BEGIN PASSAGE PROVIDED
With the shift in psychological development from latency to pre-adolescence,20 the increased evidence of sugar snacking and visits to corner shops, it should have been of little surprise that there were also significant increases in obvious decay experience between baseline and follow-up. Nevertheless, the disappointing finding that it was children attending intervention schools who experienced the greatest increase in decay into dentine raised the concern that this break-time policy had exacerbated dental disease. The finding that decay into dentine at follow-up was explained by sugar snacks in the out of school environment supports the view that school break-time policies on their own, which restrict children's choices of foods and drinks, may be detrimental to health.21 As unpalatable as this supposition may be, there is a need to consider the effect of restricting children's food choices without providing and incorporating contemporaneous health education (including the promotion of fluoride toothpaste use) into teaching programmes as well as developing and encouraging children's experiences of healthier snack choices.5,6 Furthermore, the introduction of fluoride milk could have been of value in solving the considerable dental health problems of the participating children. Hence the lack of health education specifically tailored for the BBB break-time policy and the reduced awareness of the changes in food patterns in adolescence19,20 must be acknowledged as limitations of the BBB health promotion intervention.

Concerns have been voiced with regard to the choice of design to evaluate health promotion programmes.21,22,23,24 In general, prospective trials are difficult to undertake due to the relatively high drop-out rate – as experienced in this study. However, the work presented here was part of a larger evaluation which used qualitative19 as well as quantitative methodologies to evaluate the effectiveness of the BBB break-time policy. The study design allowed the 'does it work?'24 question to be answered and the use of qualitative research allowed an in-depth examination of why the break-time policy failed to promote child dental health and to encourage healthier eating in this cohort of children.
END PASSAGE PROVIDED
• REQUIRED ACTION 1
Reproduce the stretch of the passage on the school break-time policy and tooth decay from "Concerns have been" through "cohort of children.".
• REQUIRED ACTION 2
Pick up the discussion of the break-time policy study on tooth decay after its last sentence and carry it further.
BEGIN SUPPLIED ENTRIES
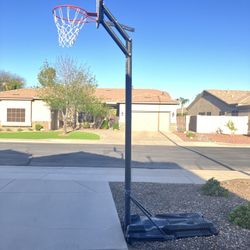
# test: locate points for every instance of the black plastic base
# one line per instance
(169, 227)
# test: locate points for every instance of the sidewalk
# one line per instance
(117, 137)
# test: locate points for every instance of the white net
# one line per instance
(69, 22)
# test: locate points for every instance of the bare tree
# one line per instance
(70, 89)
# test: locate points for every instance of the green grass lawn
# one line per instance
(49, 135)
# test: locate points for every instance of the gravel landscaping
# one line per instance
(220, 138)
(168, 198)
END SUPPLIED ENTRIES
BEGIN SUPPLIED ENTRIES
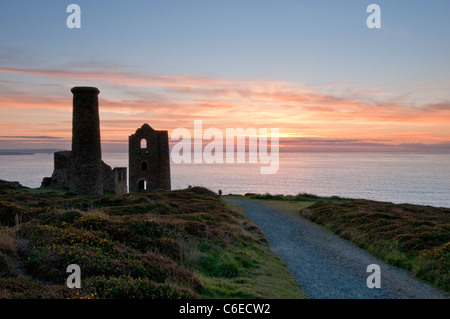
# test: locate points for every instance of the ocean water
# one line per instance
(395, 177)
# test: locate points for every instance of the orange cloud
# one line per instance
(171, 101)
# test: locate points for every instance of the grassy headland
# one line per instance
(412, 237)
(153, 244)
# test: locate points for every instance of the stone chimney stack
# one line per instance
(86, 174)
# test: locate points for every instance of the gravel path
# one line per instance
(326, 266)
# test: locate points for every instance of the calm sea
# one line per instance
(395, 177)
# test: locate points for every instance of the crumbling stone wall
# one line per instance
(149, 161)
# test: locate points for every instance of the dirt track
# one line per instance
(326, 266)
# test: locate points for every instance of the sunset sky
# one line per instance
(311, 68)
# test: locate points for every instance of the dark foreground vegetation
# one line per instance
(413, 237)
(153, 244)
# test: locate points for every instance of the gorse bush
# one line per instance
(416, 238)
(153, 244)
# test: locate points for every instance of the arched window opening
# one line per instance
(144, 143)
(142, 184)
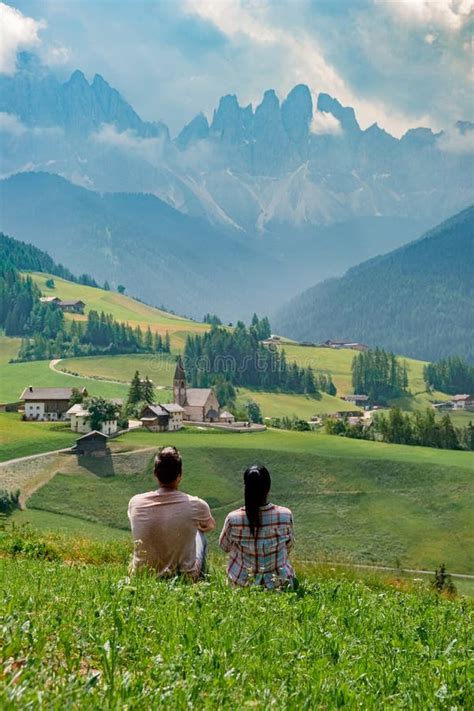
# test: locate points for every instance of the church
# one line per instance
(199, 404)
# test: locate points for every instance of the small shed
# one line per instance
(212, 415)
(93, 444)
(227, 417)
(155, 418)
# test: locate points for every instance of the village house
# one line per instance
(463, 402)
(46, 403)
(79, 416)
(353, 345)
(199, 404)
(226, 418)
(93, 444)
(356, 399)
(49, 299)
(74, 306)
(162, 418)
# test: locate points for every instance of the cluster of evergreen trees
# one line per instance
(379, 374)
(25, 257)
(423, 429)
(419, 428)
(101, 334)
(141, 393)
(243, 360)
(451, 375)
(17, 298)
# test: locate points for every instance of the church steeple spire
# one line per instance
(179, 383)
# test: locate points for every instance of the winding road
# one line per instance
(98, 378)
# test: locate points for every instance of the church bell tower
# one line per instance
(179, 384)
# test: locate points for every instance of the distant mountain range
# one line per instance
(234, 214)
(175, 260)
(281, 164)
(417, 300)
END SUPPLIED ENTRIES
• YOUR RESPONSE 1
Concerns have been voiced with regard to the choice of design to evaluate health promotion programmes.21,22,23,24 In general, prospective trials are difficult to undertake due to the relatively high drop-out rate – as experienced in this study. However, the work presented here was part of a larger evaluation which used qualitative19 as well as quantitative methodologies to evaluate the effectiveness of the BBB break-time policy. The study design allowed the 'does it work?'24 question to be answered and the use of qualitative research allowed an in-depth examination of why the break-time policy failed to promote child dental health and to encourage healthier eating in this cohort of children.

• YOUR RESPONSE 2
There are limitations of this evaluation which may be related to the reliability and validity of the two outcome measures used. The use of obvious decay experience has been questioned as being objective and sensitive enough to detect caries activity as an outcome measure.25 It was perhaps not possible to expect improvements in obvious decay experience within a two-year period but nevertheless this period of time was not too short to show deterioration in dental health. The use of the 'rubbish bag' as evidence of snack consumption may be flawed since the children may or may not have put some or all of their snack wrappers into their rubbish bags. However, alternative self-report assessments are also fraught with inaccuracies since, to quote Rathje,15 'what people say they do and what they actually do are often different'. There are weaknesses in both methods of assessing dietary habits, and the authors of this paper support Rathje's15 view that the archaeology of rubbish provides a way of 'studying [child] consumer behaviours directly'. Therefore despite these methodological concerns, the present finding – that the children's sugar snack scores were predictive of decay into dentine – suggested that an examination of rubbish bag contents provided an apt means of assessing sugar snacking.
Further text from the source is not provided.